GIVEN RECORDS:
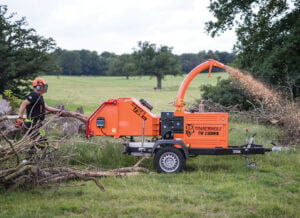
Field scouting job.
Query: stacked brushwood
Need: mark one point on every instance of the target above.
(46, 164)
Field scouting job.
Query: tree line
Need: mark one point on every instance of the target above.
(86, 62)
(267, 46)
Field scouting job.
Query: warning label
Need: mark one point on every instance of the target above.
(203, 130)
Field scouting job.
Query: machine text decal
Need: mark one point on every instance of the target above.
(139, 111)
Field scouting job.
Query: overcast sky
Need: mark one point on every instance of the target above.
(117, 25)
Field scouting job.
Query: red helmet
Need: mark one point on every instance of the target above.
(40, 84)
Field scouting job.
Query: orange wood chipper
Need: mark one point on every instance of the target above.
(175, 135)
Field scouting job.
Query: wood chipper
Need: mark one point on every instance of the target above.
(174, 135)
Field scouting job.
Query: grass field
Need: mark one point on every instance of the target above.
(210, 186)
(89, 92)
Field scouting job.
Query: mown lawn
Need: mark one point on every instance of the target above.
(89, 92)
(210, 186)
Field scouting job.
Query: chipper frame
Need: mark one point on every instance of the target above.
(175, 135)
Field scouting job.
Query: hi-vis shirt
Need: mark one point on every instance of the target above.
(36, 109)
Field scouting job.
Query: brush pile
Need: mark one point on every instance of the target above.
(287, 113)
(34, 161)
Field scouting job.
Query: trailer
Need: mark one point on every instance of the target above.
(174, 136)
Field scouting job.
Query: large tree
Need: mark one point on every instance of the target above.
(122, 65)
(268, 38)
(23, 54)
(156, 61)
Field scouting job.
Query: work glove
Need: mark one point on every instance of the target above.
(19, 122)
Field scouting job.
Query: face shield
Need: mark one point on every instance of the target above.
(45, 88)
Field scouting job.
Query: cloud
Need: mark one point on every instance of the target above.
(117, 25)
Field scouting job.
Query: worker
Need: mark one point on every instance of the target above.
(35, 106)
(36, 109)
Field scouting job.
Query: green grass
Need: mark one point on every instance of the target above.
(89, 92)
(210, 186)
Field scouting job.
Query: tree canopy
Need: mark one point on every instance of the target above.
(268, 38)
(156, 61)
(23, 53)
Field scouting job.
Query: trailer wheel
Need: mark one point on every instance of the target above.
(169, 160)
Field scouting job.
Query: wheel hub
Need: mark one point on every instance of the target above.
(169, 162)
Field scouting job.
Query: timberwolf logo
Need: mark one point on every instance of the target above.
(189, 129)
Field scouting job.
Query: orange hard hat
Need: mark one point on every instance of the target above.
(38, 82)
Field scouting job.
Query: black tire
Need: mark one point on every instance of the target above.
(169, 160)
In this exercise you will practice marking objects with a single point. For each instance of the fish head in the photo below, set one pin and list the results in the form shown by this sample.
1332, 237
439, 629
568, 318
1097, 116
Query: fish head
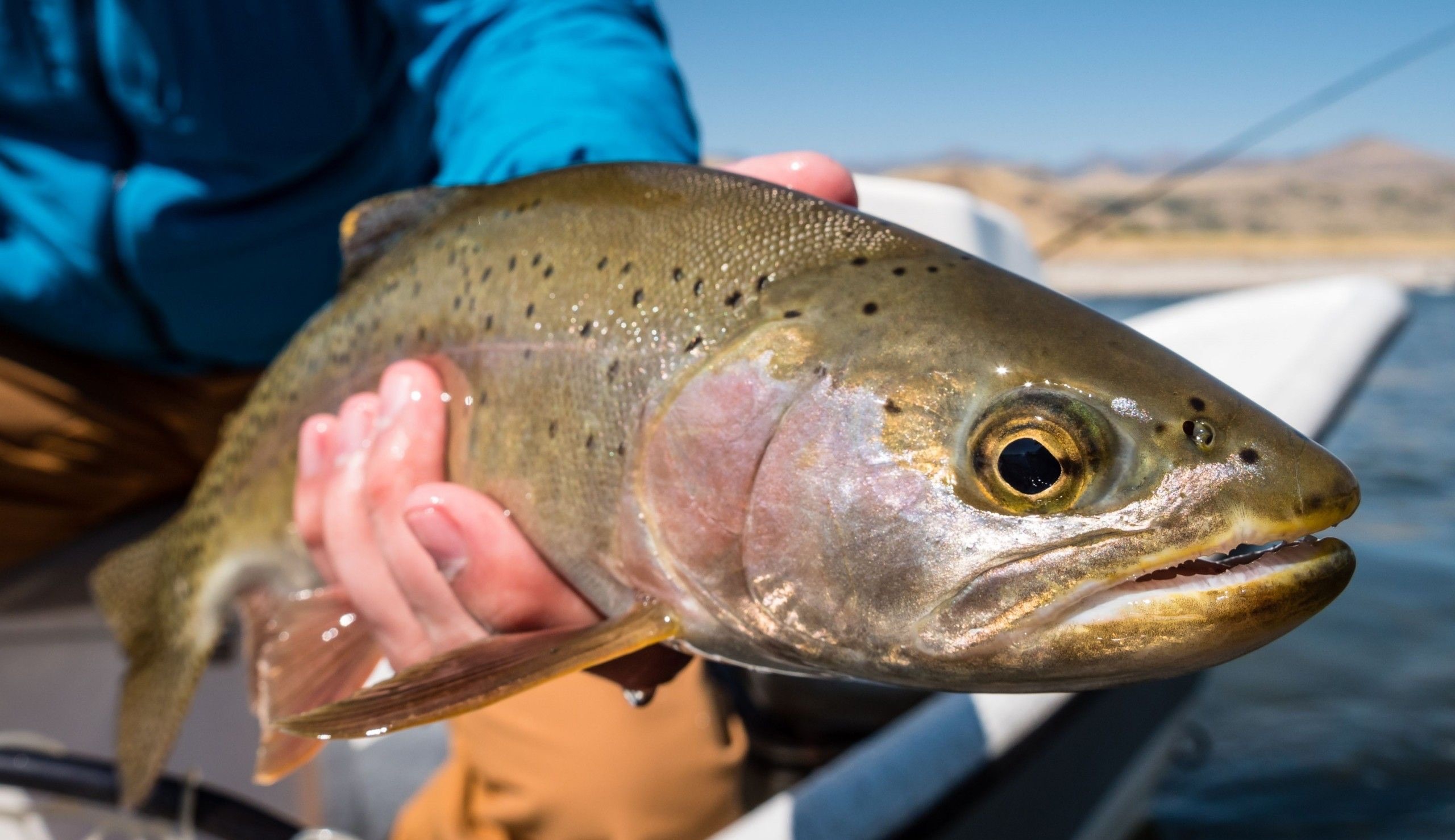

SHORT TASK: All of the data needs repeating exactly, but the pictures do not.

EXERCISE RESPONSE:
Field scouting job.
Query: stacked brushwood
Need: mark one point on every instance of the target above.
(46, 164)
Field scouting job.
Query: tree line
Need: mark one point on every instance of the target above.
(86, 62)
(267, 46)
Field scouting job.
Query: warning label
Need: mark one point on every instance of the target above.
(203, 130)
Field scouting job.
Query: machine text decal
Need: mark one point on every instance of the target above.
(139, 111)
Field scouting job.
Query: overcast sky
Need: mark one point on every instance of the target above.
(117, 25)
Field scouting job.
Query: red helmet
Need: mark one point on every instance of the target above.
(40, 84)
Field scouting job.
Query: orange wood chipper
Need: mark one point on every instance of the target above.
(175, 135)
Field scouting job.
Query: wood chipper
Need: mark one point on every instance of the target above.
(174, 135)
Field scouting job.
Query: grass field
Need: mark one point on every instance of the target above.
(210, 186)
(89, 92)
Field scouting job.
Query: mown lawn
Need: mark one point on every instance of the target above.
(89, 92)
(210, 186)
Field scouting job.
Query: chipper frame
Need: mark one point on every instance of the target above.
(175, 135)
Field scouting job.
Query: hi-vis shirt
Need: mark one point on every instance of the target above.
(36, 109)
Field scouting job.
Query: brush pile
Need: mark one point on every instance of the target above.
(287, 113)
(34, 161)
Field scouting job.
Query: trailer
Need: mark one point on every instance of the target above.
(174, 136)
Field scouting job.
Query: large tree
Need: mark one point on every instance of the target above.
(122, 65)
(268, 38)
(23, 54)
(156, 61)
Field scouting job.
Query: work glove
Need: mark one point on every instance of the target above.
(19, 122)
Field scouting job.
Query: face shield
Need: mark one point on every instance of the target above.
(45, 88)
Field scouting job.
Query: cloud
Need: mark one point on every instance of the target above.
(117, 25)
Field scouting job.
Query: worker
Need: mark one point on every instance of the target above.
(35, 106)
(36, 109)
Field scouting job.
Query: green grass
Need: mark one point on every instance of the target above.
(89, 92)
(210, 186)
Field scouting job.
Query: tree canopy
Need: mark one point on every instance of the target above.
(268, 38)
(156, 61)
(23, 53)
Field scouting job.
Query: trailer wheel
Need: mark one point on every instance of the target above.
(169, 160)
Field scouting job.
Query: wheel hub
Need: mark one point on every instance of the target above.
(169, 162)
Field scouting job.
Query: timberwolf logo
Need: mark one point on every instance of the target above.
(189, 129)
Field scouting job.
Query: orange hard hat
Need: mark one point on every instance of the target above.
(38, 82)
Field scouting job.
Query: black tire
Need: mark one point on every instance of the target above.
(169, 160)
In this exercise you will practice marking objects with a single point. For each instance of the fish head in the photo below, set one pin and list the results in the form shown by this sample.
1332, 237
439, 629
568, 318
1097, 116
Query: fish head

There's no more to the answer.